- [REQUIREMENTS]
#1 In the book reviews, what does the first reviewer say the book made them realize about the earth?
#2 Pick up the book reviews right after their last sentence and keep writing.

- [SELECTED TEXT]
┌──

Using a combination of very solid research and science, the author gives readers a view of what would -and would not - endure -and for how long. He gives a look at the world shortly after we leave and then a futuristic look at its evolution from there, with various scenarios. I found it riveting to read. Also, it made me realize that, as important as we may consider ourselves, the earth could evolve and change without us, often in positive ways. It was humbling, at least for me.
Finally, the writer's style is just breathtaking. I can't sum it up here (it'd be like trying to describe a painting instead of seeing it firsthand) but the writing makes the book extremely rewarding. I'd have gotten through it, even if written by a less competent writer, because I find the subject matter inherently fascinating, but I'm grateful that this was so nicely done.
Could have been better
I've always found this topic interesting, so when I heard that this book was coming out I rang the bookshop straight away and reserved a copy. Finding old ruins or remains in the bush fascinates me; an old fence running straight through thick scrub, or an abandoned railway cutting with trees growing through it. "Look on my works, ye mighty, and despair!" After finishing the book though, I can't say I would go out of my way to recommend it. It's not bad.. just disappointing. The topic holds a lot of promise; this book just doesn't deliver.
The foundations are all there; the topic is novel and the amount of research the author has done and the creative thinking used should have provided more than enough material for an interesting book.

└──

- [DATA SHOWN]
┌──

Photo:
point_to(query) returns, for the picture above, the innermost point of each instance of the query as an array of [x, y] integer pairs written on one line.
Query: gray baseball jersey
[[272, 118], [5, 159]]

└──

- [THE RESPONSES]
#1 That the earth could evolve and change without us, often in positive ways.

#2
I think the problem is with the writing. The approach taken is very similar to that seen in Jared Diamond's books; in each chapter, introduce a different place in the world, discuss it's specific situation or history, then draw out a more general conclusion from the more specific situation. It's worked for Jared Diamond, but it doesn't work here. The problem is that in many chapters the author does too good a job of concealing what general point he is trying to make; several times I found myself thinking "This is a moderately interesting story... but what does it have to do with the topic of the book?" After finishing some chapters I found I still wasn't sure!
The writing style also grates. He uses a kind of journalistic, "reporter on the scene" approach. "Jim swivelled clockwise in his chair, as he revealed the true reason behind the drop in pH in the pacific's coral atolls!". There is a perplexing amount of fluff regarding scientist's hairstyles, what they're wearing, where they went to school and other filler. I guess the idea is to do the "popular science" "let's make science relevant to the common man" thing; by fleshing out the otherwise faceless scientists with details of their lives and personalities. Boring. If the science itself isn't interesting, don't expect the scientists to make up for it!
I also thought there could have been a lot more science in this book. There is a fair bit, but it's often just mentioned in passing and not explained in any detail. With the general style of the book, I guess maybe they didn't want to make it too "technical". The end result is that unless you have a fairly broad scientific education (I do) you are going to struggle to understand any of the brief explanations for phenomena described in the book. I often found myself wishing for a whole extra paragraph of explanation on the scientific aspects.
Instead we get more of a focus on philosophy, big picture musings and what I would call "poetic" writing. It didn't work for me.
There is also two quite different themes dealt with by this book: what will happen to our civilisation's artefacts (buildings, monuments, waste etc) after we are gone, and what will happen to the natural world after we are gone. Switching between the two gives a lack of focus.
I do hope Weisman writes more books. Writing style can always be improved (just write more books!), but imagination and insight can't be fashioned so easily. The author is an imaginative thinker, and reading more from him would be interesting.